- Work required -
Only the lines with "tree" in the entries below belong in the answer; please copy them.

Entries taken from a collection
==============================

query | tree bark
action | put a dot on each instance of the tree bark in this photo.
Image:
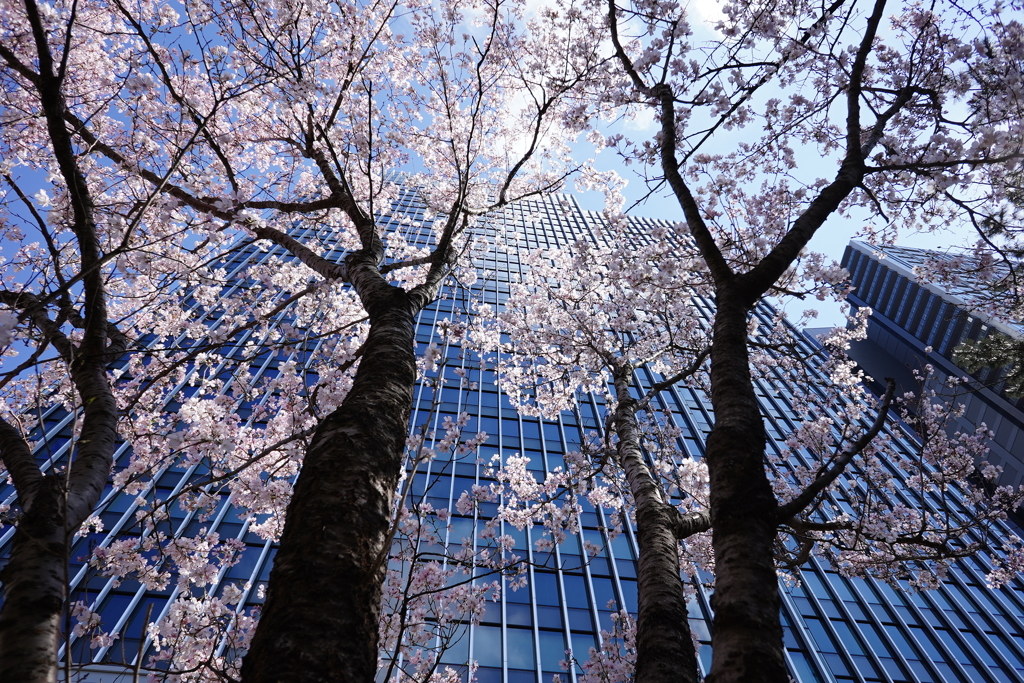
(321, 619)
(665, 648)
(54, 506)
(748, 634)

==============================

- Result of the task -
query | tree bark
action | put a dot on each instance of the tree bark in this photo.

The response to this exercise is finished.